Excerpts from a point labeling dataset
━━━━

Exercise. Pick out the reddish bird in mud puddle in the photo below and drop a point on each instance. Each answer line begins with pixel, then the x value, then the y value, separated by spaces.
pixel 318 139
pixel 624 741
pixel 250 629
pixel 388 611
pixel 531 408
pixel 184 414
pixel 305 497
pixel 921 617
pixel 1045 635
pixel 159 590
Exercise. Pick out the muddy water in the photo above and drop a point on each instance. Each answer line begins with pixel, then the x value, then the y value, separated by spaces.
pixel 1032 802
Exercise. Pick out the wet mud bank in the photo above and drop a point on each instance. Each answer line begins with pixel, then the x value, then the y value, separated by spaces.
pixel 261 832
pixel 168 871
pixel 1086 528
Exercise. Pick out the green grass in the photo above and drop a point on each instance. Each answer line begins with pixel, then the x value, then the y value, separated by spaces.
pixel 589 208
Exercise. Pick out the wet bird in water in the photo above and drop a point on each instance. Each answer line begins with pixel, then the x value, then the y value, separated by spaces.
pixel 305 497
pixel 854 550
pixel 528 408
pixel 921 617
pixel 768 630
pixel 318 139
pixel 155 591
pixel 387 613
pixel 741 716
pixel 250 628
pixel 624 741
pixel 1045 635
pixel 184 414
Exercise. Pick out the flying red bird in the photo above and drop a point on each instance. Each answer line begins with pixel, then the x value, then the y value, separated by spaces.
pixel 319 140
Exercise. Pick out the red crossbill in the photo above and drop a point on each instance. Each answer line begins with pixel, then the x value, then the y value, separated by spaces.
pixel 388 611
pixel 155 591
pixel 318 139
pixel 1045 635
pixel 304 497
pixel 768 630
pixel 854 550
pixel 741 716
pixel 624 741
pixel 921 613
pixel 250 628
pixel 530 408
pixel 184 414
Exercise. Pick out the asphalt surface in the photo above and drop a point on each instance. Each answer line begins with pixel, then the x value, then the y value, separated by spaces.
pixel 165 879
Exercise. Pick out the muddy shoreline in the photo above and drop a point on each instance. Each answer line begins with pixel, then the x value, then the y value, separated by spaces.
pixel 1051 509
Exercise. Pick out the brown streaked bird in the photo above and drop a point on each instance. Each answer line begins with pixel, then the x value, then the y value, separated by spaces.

━━━━

Render all of the rows above as a Markdown table with two columns, Row and Line, numbering each row and skipping any blank lines.

Full response:
| Row | Line |
|---|---|
| 1 | Exercise. Pick out the reddish bird in mud puddle in the photo below and drop a point on each instance. Each answer line begins with pixel, then the x value, then the y value, separated by spaces. |
| 2 | pixel 318 139 |
| 3 | pixel 624 741 |
| 4 | pixel 250 629 |
| 5 | pixel 388 611 |
| 6 | pixel 531 408 |
| 7 | pixel 184 414 |
| 8 | pixel 305 497 |
| 9 | pixel 921 617 |
| 10 | pixel 1045 635 |
| 11 | pixel 159 590 |
| 12 | Exercise. Pick out the muddy water in the photo above and drop a point on each instance. Each answer line begins with pixel, then the x value, then the y value, separated by spaces. |
| 13 | pixel 1032 802 |
| 14 | Exercise. Pick out the wet mud bank in the photo above and drop a point on each instance. Each answer line begins with pixel, then the x value, then the y value, separated by spaces. |
| 15 | pixel 261 832 |
| 16 | pixel 168 871 |
| 17 | pixel 1086 528 |
| 18 | Exercise. Pick out the green grass in the photo above and drop a point on each instance. Each answer line begins with pixel, then the x value, then the y value, separated by spaces. |
| 19 | pixel 589 208 |
| 20 | Exercise. Pick out the wet bird in water in the photo above and drop a point on each instance. Each answer line begins with pixel, then the x value, then the y value, separated by spaces. |
| 21 | pixel 305 497 |
| 22 | pixel 854 550 |
| 23 | pixel 528 408 |
| 24 | pixel 921 617 |
| 25 | pixel 768 630 |
| 26 | pixel 318 139 |
| 27 | pixel 155 591 |
| 28 | pixel 387 613 |
| 29 | pixel 741 716 |
| 30 | pixel 250 628 |
| 31 | pixel 624 741 |
| 32 | pixel 1045 635 |
| 33 | pixel 184 414 |
| 34 | Exercise. Pick out the flying red bird in the photo above and drop a point on each instance. Each answer line begins with pixel, then the x value, then the y value, separated by spaces. |
| 35 | pixel 319 140 |
| 36 | Exercise. Pick out the red crossbill in the photo above and drop a point on each instance. Each answer line begins with pixel, then the x value, then the y value, separated by spaces. |
| 37 | pixel 388 611 |
| 38 | pixel 155 591 |
| 39 | pixel 318 139 |
| 40 | pixel 1045 635 |
| 41 | pixel 304 497 |
| 42 | pixel 768 630 |
| 43 | pixel 854 550 |
| 44 | pixel 741 716 |
| 45 | pixel 624 741 |
| 46 | pixel 921 613 |
| 47 | pixel 250 628 |
| 48 | pixel 530 408 |
| 49 | pixel 184 414 |
| 50 | Exercise. Pick out the asphalt surface in the photo above and drop a point on each instance. Each answer line begins with pixel, then the x value, then the y value, separated by spaces. |
| 51 | pixel 165 879 |
| 52 | Exercise. Pick out the muddy shoreline in the photo above and drop a point on each instance. Each answer line begins with pixel, then the x value, then the y value, separated by spaces. |
| 53 | pixel 1051 509 |
| 54 | Exercise. Pick out the brown streaked bird in the photo above and drop a point on each instance. Each answer line begins with pixel, then the x value, then the y value, separated by spaces. |